:: Activity ::
Can you quote the lines below exactly, starting at the line with "kit in this photo, one line per instance." and going through the last one?

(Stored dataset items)
● ● ●
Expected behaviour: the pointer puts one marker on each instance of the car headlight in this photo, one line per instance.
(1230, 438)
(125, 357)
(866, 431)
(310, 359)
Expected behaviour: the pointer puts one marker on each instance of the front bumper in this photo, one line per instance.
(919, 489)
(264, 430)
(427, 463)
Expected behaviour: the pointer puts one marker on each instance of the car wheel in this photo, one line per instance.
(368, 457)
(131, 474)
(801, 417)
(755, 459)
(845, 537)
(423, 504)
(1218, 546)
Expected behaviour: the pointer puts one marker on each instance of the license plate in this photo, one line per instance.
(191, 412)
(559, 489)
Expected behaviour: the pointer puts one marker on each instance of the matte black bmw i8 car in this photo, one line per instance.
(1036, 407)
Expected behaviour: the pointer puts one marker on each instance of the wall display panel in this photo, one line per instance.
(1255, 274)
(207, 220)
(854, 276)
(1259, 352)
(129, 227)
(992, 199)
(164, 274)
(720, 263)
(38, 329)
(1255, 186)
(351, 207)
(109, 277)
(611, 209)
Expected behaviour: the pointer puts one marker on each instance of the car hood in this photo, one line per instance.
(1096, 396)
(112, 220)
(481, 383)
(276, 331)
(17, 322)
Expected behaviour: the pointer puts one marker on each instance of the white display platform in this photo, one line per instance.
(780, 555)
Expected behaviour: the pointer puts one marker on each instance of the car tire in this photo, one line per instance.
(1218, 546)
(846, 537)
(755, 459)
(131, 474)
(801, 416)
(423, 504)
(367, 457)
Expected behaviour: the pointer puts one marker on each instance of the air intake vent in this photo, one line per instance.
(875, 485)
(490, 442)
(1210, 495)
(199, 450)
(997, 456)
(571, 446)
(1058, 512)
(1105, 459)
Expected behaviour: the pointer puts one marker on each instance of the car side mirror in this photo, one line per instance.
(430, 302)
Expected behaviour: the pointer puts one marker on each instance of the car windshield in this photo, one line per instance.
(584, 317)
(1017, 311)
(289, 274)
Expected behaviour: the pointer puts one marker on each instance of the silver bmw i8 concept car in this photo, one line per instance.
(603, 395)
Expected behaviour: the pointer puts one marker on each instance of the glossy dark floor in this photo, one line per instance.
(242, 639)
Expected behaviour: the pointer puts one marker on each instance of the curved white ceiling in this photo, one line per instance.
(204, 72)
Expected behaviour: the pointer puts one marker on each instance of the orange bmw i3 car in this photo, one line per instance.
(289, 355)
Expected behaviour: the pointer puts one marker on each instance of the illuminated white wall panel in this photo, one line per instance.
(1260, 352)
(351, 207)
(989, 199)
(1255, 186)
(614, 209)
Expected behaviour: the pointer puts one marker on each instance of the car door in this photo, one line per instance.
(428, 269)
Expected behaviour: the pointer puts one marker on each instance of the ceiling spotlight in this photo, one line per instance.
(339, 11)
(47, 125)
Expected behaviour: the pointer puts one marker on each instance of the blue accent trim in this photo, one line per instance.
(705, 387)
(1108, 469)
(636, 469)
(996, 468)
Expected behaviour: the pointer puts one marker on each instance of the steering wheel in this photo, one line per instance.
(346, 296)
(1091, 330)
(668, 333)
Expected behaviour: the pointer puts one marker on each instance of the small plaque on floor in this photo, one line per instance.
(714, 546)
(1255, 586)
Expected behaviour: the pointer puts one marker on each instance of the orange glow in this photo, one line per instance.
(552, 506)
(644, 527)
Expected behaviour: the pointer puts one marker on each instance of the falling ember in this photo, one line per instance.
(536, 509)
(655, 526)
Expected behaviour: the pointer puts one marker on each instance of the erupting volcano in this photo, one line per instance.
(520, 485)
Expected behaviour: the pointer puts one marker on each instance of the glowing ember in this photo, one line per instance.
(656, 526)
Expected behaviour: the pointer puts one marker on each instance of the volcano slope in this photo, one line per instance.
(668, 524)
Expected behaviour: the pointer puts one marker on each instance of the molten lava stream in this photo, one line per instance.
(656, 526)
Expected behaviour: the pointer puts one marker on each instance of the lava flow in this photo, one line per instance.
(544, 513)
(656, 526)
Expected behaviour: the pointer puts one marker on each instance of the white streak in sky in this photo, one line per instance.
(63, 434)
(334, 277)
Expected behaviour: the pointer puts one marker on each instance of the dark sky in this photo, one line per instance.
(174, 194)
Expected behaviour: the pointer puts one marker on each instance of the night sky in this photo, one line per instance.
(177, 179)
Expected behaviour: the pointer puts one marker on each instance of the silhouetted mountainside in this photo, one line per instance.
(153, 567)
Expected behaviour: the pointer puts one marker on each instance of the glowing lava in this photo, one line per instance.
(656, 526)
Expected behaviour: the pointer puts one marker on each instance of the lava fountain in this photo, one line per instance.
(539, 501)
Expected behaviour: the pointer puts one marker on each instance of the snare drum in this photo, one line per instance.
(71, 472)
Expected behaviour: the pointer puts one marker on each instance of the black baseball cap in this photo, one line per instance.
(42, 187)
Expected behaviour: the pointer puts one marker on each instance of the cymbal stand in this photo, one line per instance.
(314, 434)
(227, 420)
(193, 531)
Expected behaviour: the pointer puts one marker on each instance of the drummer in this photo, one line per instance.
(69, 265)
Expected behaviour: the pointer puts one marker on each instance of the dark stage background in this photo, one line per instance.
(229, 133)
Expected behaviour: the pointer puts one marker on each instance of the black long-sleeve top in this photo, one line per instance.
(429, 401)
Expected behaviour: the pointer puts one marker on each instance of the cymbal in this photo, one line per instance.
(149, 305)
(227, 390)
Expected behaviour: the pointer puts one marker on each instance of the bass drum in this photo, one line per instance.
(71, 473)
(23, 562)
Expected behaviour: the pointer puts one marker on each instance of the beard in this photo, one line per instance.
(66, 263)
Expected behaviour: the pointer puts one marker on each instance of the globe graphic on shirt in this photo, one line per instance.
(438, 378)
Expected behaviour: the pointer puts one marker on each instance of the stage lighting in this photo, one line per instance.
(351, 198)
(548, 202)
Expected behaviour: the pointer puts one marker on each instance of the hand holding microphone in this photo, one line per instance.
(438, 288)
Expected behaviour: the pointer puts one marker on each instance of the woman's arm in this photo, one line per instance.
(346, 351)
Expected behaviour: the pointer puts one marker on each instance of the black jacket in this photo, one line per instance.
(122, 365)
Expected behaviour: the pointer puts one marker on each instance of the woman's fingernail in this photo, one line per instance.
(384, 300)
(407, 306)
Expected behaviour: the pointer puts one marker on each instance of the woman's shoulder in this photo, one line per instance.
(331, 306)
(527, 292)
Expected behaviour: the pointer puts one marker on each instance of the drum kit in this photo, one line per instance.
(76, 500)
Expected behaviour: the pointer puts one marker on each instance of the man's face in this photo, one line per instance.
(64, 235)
● ● ●
:: Solved exercise ::
Expected behaviour: the pointer puts one marker on each instance of the drum kit in this photo, one line per instance.
(76, 500)
Expected behaviour: the pointer puts one marker on each instance of the man's face in this photo, one line per instance.
(64, 235)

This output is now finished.